▶ **Passage fourni**:

++++++++++

Belgique | Belgique, Cour de cassation, 15 octobre 2018, S.18.0010.F


N° S.18.0010.F
SOCIÉTÉ DES TRANSPORTS INTERCOMMUNAUX DE BRUXELLES, association de droit public, dont le siège est établi à Bruxelles, rue Royale, 76,
demanderesse en cassation,
représentée par Maître Jacqueline Oosterbosch, avocat à la Cour de cassation, dont le cabinet est établi à Liège, rue de Chaudfontaine, 11, où il est fait élection de domicile,

contre

K. S.,
défendeur en cassation.

I. La procédure devant la Cour
Le pourvoi en cassation est dirigé contre l'arrêt rendu le 6 mars 2017 par la cour du travail de Bruxelles.
Le 2

7 août 2018, l'avocat général Jean Marie Genicot a déposé des conclusions au greffe.
Le président...

N° S.18.0010.F
SOCIÉTÉ DES TRANSPORTS INTERCOMMUNAUX DE BRUXELLES, association de droit public, dont le siège est établi à Bruxelles, rue Royale, 76,
demanderesse en cassation,
représentée par Maître Jacqueline Oosterbosch, avocat à la Cour de cassation, dont le cabinet est établi à Liège, rue de Chaudfontaine, 11, où il est fait élection de domicile,

contre

K. S.,
défendeur en cassation.

I. La procédure devant la Cour
Le pourvoi en cassation est dirigé contre l'arrêt rendu le 6 mars 2017 par la cour du travail de Bruxelles.
Le 27 août 2018, l'avocat général Jean Marie Genicot a déposé des conclusions au greffe.
Le président de section Christian Storck a fait rapport et l'avocat général Jean Marie Genicot a été entendu en ses conclusions.

II. Le moyen de cassation
La demanderesse présente un moyen libellé dans les termes suivants :

Dispositions légales violées

- article 149 de la Constitution ;
- article 63 de la loi du 3 juillet 1978 relative aux contrats de travail, tel qu'il était en vigueur au jour du licenciement du défendeur, soit avant son abrogation par l'article 38, 1°, de la loi du 26 décembre 2013 concernant l'introduction d'un statut unique entre ouvriers et employés en ce qui concerne les délais de préavis et le jour de carence ainsi que de mesures d'accompagnement, cette abrogation ayant sorti ses effets le 1er avril 2014, jour de l'entrée en vigueur de la convention collective n° 109 concernant la motivation du licenciement.

++++++++++

▶ **Données fournies**:
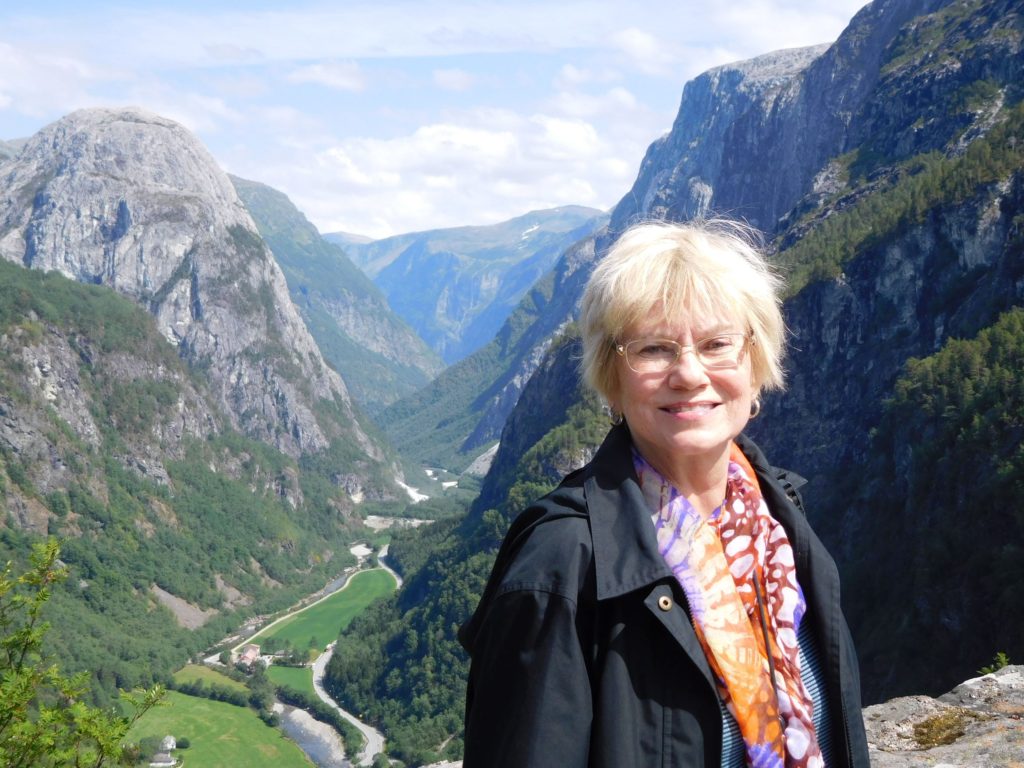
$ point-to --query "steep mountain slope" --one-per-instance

++++++++++

Dans le passage fourni sur ce pourvoi en cassation :
1. Quelle juridiction a rendu l'arrêt attaqué, et à quelle date ?
2. Qui a fait rapport devant la Cour ?
3. À quelle date l'abrogation de l'article 63 de la loi du 3 juillet 1978 a-t-elle sorti ses effets ?
Appuyez-vous uniquement sur le passage fourni.

▶ **Réponse au problème**:
1. La cour du travail de Bruxelles, le 6 mars 2017.
2. Le président de section Christian Storck.
3. Le 1er avril 2014.